[Excerpts from point annotation data]
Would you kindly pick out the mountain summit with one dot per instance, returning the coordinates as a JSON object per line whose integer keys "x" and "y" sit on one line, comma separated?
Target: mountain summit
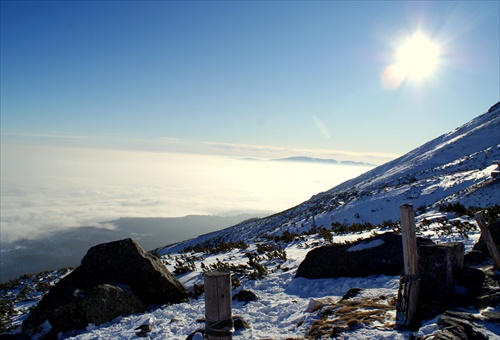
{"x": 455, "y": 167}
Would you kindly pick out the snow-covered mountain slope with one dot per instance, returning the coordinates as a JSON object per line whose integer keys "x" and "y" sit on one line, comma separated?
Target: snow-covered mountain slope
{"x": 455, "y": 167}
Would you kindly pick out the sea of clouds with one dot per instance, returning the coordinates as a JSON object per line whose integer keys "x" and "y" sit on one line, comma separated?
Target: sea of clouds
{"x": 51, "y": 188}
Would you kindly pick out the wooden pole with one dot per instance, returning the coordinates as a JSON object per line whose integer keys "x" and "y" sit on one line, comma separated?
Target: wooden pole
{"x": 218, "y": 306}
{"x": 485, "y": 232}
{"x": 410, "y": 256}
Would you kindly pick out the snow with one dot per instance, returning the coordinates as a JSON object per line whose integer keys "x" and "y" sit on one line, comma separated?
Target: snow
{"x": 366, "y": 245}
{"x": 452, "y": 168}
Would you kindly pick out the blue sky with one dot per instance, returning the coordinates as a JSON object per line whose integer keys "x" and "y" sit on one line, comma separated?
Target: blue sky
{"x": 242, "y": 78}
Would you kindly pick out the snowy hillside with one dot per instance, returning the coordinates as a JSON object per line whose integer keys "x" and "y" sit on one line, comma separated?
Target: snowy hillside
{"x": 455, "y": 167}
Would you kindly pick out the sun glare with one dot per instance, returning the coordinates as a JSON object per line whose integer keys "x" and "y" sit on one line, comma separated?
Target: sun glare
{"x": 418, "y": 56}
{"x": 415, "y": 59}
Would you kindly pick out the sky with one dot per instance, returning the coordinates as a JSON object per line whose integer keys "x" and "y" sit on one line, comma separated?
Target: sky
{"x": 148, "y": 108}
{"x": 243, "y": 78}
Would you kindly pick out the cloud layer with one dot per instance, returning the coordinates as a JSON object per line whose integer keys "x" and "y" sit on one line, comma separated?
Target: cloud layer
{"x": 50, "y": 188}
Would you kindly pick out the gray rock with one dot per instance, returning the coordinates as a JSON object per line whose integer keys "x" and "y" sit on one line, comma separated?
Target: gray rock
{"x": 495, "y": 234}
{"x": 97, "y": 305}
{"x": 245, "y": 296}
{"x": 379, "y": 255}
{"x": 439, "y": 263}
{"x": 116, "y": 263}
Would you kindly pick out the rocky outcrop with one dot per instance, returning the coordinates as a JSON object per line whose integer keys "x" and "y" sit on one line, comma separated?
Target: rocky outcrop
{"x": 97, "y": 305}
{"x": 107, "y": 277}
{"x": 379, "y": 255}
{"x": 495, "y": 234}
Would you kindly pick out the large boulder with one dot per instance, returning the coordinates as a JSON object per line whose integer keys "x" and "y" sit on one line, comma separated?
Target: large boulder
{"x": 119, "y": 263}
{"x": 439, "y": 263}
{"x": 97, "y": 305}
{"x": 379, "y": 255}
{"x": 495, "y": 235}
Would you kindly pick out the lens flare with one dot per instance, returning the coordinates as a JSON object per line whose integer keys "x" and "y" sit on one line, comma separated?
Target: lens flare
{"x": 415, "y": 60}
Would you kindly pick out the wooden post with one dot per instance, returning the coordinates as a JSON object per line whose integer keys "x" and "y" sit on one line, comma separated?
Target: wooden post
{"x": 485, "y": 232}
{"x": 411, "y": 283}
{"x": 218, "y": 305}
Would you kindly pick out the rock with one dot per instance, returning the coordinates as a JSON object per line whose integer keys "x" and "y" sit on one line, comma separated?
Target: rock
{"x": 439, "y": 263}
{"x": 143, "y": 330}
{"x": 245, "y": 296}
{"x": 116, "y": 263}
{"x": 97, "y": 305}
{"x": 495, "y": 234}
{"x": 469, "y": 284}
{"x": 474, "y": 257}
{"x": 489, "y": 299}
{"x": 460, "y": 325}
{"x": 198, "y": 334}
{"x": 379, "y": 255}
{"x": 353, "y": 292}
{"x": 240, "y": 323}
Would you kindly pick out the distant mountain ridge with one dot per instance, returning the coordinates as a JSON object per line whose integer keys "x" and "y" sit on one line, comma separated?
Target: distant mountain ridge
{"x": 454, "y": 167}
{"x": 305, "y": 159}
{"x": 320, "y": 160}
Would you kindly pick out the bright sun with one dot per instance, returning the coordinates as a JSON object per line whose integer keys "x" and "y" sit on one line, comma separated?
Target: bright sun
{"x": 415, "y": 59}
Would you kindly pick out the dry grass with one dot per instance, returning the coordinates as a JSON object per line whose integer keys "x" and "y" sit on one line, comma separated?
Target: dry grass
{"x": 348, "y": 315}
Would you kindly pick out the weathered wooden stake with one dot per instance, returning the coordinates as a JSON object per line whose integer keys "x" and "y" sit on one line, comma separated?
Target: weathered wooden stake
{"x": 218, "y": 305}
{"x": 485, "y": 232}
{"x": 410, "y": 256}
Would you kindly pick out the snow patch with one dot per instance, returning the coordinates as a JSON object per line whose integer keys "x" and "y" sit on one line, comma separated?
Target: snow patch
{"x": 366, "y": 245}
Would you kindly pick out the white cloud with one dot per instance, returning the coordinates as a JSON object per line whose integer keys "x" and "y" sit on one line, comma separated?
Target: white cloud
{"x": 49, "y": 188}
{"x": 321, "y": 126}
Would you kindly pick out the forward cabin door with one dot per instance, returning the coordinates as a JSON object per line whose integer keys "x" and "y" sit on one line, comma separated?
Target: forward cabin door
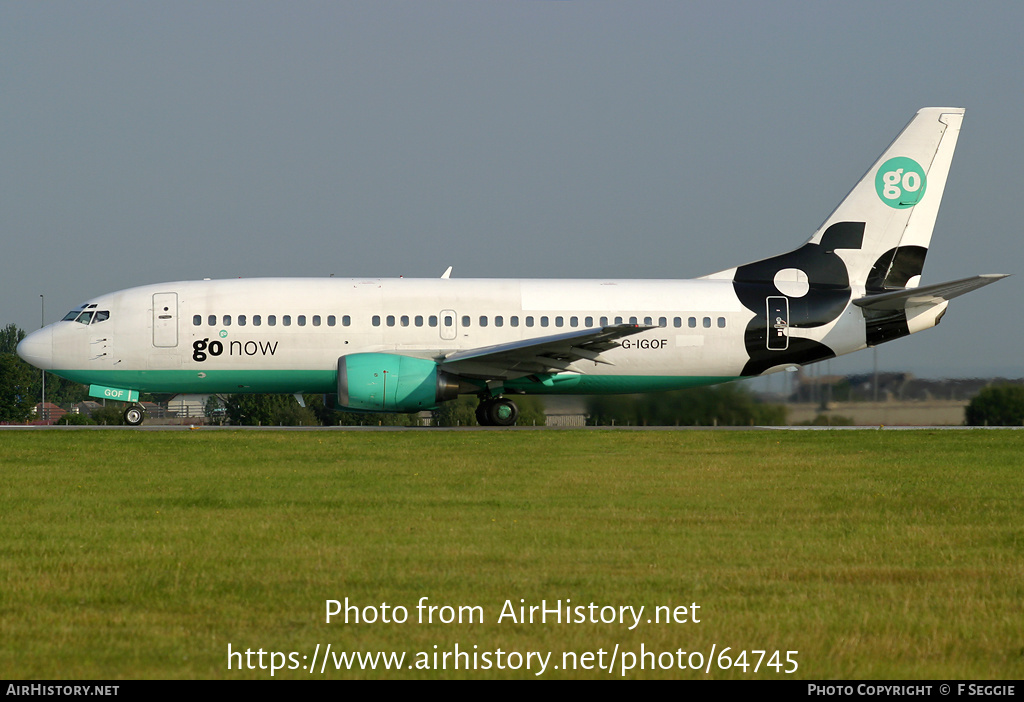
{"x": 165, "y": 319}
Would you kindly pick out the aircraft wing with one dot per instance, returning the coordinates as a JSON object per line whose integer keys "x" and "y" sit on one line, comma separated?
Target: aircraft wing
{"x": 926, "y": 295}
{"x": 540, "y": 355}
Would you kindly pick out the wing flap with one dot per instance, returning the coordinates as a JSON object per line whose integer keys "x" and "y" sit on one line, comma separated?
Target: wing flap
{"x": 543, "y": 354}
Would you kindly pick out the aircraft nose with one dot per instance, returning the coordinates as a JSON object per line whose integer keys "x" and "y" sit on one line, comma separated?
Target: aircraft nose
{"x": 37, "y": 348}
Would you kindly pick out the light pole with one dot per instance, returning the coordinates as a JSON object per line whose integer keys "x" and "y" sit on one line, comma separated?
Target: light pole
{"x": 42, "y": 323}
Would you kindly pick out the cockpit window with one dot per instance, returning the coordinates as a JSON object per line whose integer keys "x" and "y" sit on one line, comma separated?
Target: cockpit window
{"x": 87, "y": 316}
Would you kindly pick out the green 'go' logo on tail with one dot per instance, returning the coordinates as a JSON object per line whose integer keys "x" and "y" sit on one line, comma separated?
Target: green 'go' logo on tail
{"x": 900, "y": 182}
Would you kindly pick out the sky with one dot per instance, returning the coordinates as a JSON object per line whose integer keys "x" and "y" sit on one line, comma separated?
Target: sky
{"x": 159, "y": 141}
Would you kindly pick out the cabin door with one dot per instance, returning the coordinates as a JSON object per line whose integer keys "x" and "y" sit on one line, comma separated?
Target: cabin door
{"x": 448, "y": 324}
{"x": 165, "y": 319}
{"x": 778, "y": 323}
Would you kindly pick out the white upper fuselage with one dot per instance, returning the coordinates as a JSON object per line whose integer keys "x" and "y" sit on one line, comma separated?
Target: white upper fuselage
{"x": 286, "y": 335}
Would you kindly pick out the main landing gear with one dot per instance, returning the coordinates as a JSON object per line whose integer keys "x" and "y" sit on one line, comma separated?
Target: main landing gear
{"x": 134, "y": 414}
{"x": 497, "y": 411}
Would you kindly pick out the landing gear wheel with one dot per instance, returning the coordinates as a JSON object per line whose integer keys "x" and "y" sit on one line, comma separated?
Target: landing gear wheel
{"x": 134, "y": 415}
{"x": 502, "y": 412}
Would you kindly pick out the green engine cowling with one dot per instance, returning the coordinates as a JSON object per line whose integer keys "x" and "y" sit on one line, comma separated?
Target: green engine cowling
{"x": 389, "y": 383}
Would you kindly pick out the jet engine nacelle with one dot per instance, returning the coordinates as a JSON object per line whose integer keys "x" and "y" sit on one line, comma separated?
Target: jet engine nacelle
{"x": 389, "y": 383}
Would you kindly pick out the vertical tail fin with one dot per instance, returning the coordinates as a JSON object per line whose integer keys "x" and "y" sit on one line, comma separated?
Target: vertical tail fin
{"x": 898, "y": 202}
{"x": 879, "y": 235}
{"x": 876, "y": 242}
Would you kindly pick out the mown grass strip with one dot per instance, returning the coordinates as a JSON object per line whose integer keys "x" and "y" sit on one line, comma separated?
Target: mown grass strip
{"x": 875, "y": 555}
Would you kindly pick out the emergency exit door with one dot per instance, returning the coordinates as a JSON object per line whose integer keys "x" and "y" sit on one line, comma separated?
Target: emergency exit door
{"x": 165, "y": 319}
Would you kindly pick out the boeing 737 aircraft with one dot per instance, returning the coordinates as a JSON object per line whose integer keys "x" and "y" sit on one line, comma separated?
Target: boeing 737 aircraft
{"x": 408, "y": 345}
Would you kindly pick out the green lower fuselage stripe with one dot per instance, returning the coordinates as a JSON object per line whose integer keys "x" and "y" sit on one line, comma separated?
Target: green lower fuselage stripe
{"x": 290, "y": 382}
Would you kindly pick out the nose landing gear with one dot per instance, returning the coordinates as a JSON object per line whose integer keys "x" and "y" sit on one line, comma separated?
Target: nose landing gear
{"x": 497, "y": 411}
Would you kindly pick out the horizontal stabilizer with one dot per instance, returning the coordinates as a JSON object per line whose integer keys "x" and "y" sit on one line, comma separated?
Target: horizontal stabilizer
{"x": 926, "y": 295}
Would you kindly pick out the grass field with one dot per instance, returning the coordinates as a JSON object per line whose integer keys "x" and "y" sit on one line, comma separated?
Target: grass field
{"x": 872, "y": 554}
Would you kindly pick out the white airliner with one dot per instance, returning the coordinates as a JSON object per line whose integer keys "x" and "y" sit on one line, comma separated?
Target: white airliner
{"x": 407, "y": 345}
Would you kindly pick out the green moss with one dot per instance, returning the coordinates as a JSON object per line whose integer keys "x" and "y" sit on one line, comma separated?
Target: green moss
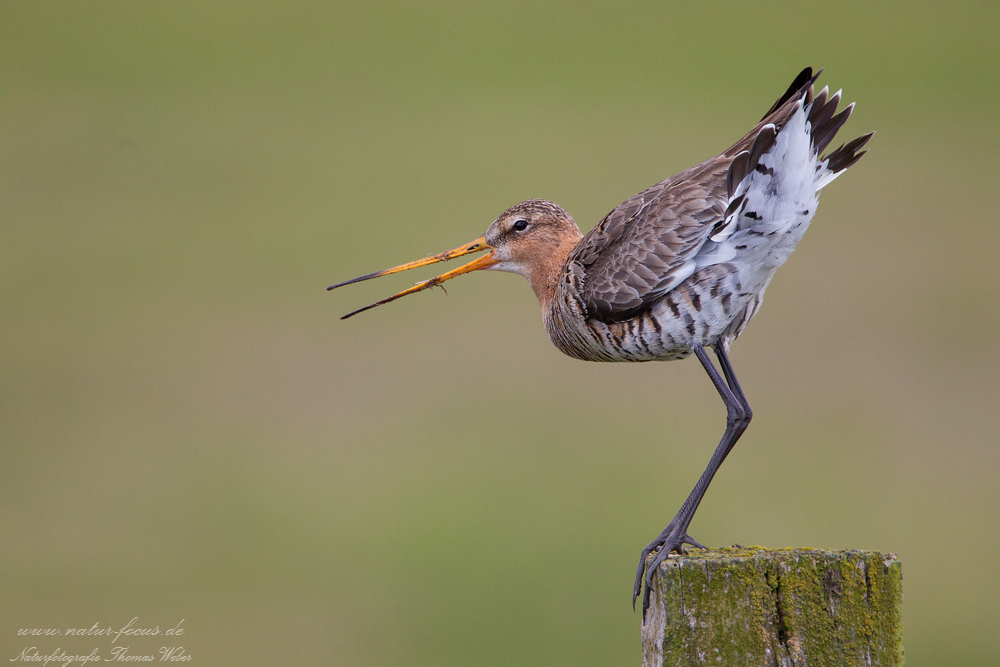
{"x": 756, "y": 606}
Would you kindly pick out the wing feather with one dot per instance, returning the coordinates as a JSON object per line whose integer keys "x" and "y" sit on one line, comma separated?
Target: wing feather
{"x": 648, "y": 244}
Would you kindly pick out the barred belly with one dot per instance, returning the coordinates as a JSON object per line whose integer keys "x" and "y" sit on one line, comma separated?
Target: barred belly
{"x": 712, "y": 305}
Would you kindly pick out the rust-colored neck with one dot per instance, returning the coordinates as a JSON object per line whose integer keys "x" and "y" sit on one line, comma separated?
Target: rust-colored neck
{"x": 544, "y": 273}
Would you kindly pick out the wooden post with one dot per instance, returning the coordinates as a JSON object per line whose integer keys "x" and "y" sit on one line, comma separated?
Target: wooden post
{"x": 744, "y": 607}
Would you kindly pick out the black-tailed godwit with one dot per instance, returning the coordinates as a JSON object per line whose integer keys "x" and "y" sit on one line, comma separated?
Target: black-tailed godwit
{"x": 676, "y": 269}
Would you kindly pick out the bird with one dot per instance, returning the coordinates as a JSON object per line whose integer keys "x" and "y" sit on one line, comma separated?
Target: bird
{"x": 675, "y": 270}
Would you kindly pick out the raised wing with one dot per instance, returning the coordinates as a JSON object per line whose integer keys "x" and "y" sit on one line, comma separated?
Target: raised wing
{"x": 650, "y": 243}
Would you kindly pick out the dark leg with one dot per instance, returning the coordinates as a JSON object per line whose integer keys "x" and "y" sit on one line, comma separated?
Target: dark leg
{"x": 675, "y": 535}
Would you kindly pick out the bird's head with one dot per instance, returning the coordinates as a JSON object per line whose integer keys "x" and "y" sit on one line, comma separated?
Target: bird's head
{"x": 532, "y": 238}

### Goal:
Repeat only the lines running from the line that contains "Would you kindly pick out the bird with" through the last line above, inclusive.

### Final answer:
Would you kindly pick out the bird with one dot per instance, returning the coordinates as a JSON object per line whose integer keys "x" and "y" sit on one line, comma separated?
Target: bird
{"x": 675, "y": 270}
Would you kindly pick out the raised wing with one dot per instance, returning the coordinates as a JSON object per line whose integer keys "x" and "y" sit on one line, comma separated?
Target: raised wing
{"x": 650, "y": 243}
Would you kindly pick out the dark leg with one dot per instance, returning the coordinates as a JSON object per line whose integer keys "x" and "y" sit on one line, comma separated?
Target: dark leg
{"x": 675, "y": 535}
Would you kindly pick out the bird's head with one dot per instance, returning the coordinates as a JSON object per line whose integer keys "x" and "y" sit on one line, comma separated?
Target: bird's head
{"x": 532, "y": 238}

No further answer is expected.